*** READING PASSAGE Section Begins ***
Paranthropus boisei skull Click to enlarge image
A cast of a Paranthropus boisei skull OH 5. The skull was discovered in1959 by Mary Leakey in Olduvai Gorge, Tanzania and dates to about 1.8 million years old. This is the ‘type specimen’ or official representative of this species. It was originally classified as Zinjanthropus boisei and earned the nickname ‘Nutcracker Man’ because of its powerful jaws and large teeth. No lower jaw was found with this specimen. Image: Stuart Humphreys
© Australian Museum

Early ancestors

Evidence from fossils, proteins and genetic studies indicates that humans and chimpanzees had a common ancestor millions of years ago. Most scientists believe that the ‘human’ family tree (known as the sub-group hominin) split from the chimpanzees and other apes about five to seven million years ago.
*** READING PASSAGE Section Ends ***
§ **WHAT TO PRODUCE**: In the Paranthropus boisei skull text, what nickname did the species earn because of its powerful jaws and large teeth?
*** EXCERPTED RECORDS Section Begins ***
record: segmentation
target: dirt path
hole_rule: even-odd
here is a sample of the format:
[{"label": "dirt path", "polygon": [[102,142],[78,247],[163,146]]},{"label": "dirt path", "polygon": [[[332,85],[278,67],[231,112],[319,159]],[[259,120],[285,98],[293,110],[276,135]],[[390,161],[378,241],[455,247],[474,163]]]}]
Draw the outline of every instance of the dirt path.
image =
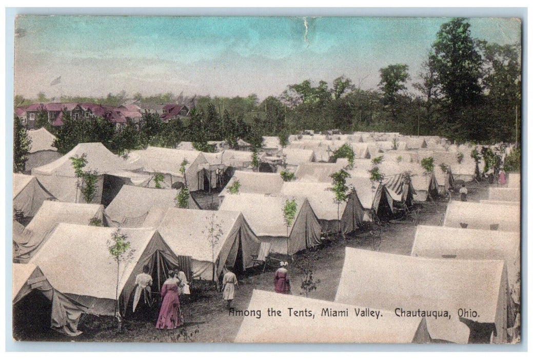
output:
*** EXCERPTED RECORDS Section Ends ***
§ **RESULT OF THE EXERCISE**: Nutcracker Man